» **Problem A**
Answer these from the text on TiD genome editing:
(i) What is the "off-target effect"?
(ii) Which university is jointly developing TiD?
(iii) Which four base types make up the sequence that represents genetic information?
» **Problem B**
In the text on TiD genome editing, turn the paragraph beginning "The real-world implementation of genome editing technology requires" into a short list that keeps its main points.

» **Exercise text**
-----
Most existing genome editing technologies, including CRISPR-Cas9, were developed in Europe and the United States, and their commercial use in Japan raises issues with intellectual property rights. Since TiD is domestically produced, it is also attractive for reducing the costs of using foreign patents. The real-world implementation of TiD will undoubtedly serve as a foothold for the promotion of an independent Japanese industry that applies genome editing.
CRISPR-Cas9 searches for and binds to 20 specific bases out of hundreds of millions of base pairs in living organisms. However, if there are similar sequences in the genome that differ by only one or two out of the 20 bases, it may bind incorrectly. This is the "off-target effect."
The real-world implementation of genome editing technology requires not only optimization of technology according to individual organisms, but also cell regeneration (to demonstrate normal expression of desired traits in edited organisms) and peripheral technologies (such as genome analysis to determine where and how to edit in the base sequence of the target organism).
For example, in the world of plants (one of my research subjects), there is still much to do in genome analysis of various plant species and cultivars, and many issues remain such as there being species for which tissue culture and plant regeneration have not succeeded over many years. Genetic engineering researchers must also tackle these issues. We are accumulating interdisciplinary knowledge with researchers from other fields, which should lead to new achievements in the near future. (Osakabe)
TiD is expected to change the landscape of Japanese genome editing technology, and research is currently underway with the aim of real-world implementation in collaboration with Tokushima University (which is jointly developing the technology) and companies conducting various research using TiD technology. Osakabe is pouring effort into this.
"We are striving daily for the practical application of TiD, which has potential in various fields such as medicine, drug discovery, bioresource development, and improvement of food species. We would like to get the necessary basic technologies ready so that we can contribute to solving social problems where complex fields are intertwined."
Genome-editing technology holds great power. Researchers will continue to discuss how to use it properly, and devise methods that will be useful to people and society. The young genetic engineering researchers at Osakabe Laboratory are advancing their research step by step, and at the same time gradually realizing the social significance of their fundamental research. Dreaming of the day when we unravel the mysteries of life and design new forms of life.
 Genome (genetic information) : The genetic information of all DNA (deoxyribonucleic acid) contained in an organism, which shapes the organism and is necessary for life activities. The information in the DNA of a genome that specifies the order of amino acids when making a protein for a living organism is called a gene.
 CRISPR-Cas9 : A genome editing tool that uses the immune system of bacteria to cleave DNA double-strands and introduce mutations at arbitrary sites in DNA. It is characterized by using RNA molecules to identify DNA sequences, and has the advantage of being simpler and less costly than conventional tools such as ZFNs and TALENs.
 Base sequence : DNA forms a double helix structure by pairing at the bases of nucleotide molecules. Genetic information is represented by a sequence composed of four base types, A (adenine), T (thymine), G (guanine), and C (cytosine).
-----
» **Provided records**
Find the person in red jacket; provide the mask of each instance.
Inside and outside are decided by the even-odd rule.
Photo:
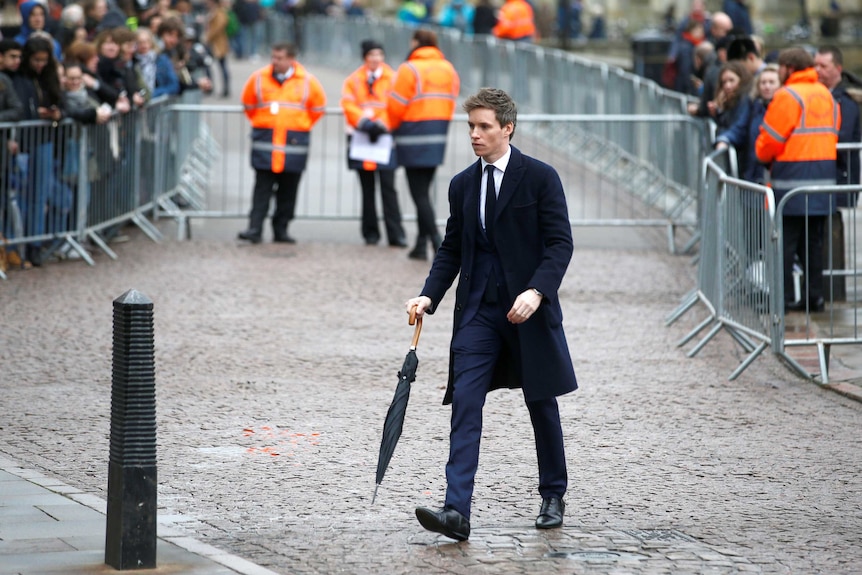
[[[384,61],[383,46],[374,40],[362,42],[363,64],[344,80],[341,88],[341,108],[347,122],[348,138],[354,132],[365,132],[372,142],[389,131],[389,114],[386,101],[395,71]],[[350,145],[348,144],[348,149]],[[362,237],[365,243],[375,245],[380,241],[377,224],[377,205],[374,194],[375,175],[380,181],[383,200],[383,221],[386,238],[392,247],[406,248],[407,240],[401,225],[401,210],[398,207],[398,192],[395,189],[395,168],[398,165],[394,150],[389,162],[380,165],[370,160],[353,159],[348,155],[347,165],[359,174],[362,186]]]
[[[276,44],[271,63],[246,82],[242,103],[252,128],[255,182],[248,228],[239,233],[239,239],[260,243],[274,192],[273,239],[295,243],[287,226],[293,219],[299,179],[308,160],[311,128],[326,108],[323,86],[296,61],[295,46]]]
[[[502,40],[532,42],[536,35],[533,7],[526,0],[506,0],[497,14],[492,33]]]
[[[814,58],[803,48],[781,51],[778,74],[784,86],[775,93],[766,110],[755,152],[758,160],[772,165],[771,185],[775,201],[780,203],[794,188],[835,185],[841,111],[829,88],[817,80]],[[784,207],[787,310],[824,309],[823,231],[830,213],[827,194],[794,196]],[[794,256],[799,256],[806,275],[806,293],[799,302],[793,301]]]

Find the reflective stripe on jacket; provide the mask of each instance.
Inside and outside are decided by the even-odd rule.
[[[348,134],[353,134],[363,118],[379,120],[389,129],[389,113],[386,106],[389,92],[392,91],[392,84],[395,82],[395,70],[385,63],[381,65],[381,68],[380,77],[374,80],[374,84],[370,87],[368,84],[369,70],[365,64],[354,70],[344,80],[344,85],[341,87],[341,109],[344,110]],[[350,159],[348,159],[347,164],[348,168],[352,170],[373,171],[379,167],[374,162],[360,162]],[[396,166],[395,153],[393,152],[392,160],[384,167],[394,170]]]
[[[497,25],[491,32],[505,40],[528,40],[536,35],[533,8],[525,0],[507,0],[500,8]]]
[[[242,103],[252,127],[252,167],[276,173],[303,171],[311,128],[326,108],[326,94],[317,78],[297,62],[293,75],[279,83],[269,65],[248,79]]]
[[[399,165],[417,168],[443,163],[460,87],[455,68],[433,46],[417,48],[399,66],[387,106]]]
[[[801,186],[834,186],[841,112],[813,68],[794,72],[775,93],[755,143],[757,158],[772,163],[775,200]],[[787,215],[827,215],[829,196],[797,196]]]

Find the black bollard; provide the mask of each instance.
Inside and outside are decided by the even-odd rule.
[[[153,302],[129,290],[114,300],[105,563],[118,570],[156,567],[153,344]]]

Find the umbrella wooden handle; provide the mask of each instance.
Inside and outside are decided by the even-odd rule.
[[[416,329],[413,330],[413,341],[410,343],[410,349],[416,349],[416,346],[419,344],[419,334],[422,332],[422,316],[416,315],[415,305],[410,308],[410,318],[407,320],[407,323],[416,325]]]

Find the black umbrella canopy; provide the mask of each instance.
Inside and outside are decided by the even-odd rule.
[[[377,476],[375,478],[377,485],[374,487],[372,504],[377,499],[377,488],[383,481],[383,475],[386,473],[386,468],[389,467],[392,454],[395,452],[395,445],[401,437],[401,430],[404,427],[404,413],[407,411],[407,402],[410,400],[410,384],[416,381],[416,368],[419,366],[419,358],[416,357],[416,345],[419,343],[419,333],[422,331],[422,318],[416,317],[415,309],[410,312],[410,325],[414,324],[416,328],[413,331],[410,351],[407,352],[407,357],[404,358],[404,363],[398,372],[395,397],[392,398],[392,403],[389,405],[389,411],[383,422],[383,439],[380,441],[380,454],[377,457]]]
-----
» **Answer box A**
(i) It is when CRISPR-Cas9 binds incorrectly to a similar sequence in the genome that differs by only one or two of the 20 bases it searches for.
(ii) Tokushima University.
(iii) A (adenine), T (thymine), G (guanine), and C (cytosine).

» **Answer box B**
Real-world use of genome editing technology requires:
- tuning the technology to each organism
- cell regeneration, to show that edited organisms express the desired traits normally
- supporting technologies, such as genome analysis to decide where and how to edit the target organism's base sequence